◆ DATA SUPPLIED ◆
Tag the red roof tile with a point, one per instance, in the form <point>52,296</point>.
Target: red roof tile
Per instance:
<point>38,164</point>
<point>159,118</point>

◆ PROBLEM ◆
Retype each item above verbatim.

◆ OUTPUT FOR THIS EXERCISE ◆
Tag the red roof tile with a point, one per instance, in the form <point>52,296</point>.
Target: red roof tile
Per instance:
<point>38,164</point>
<point>159,118</point>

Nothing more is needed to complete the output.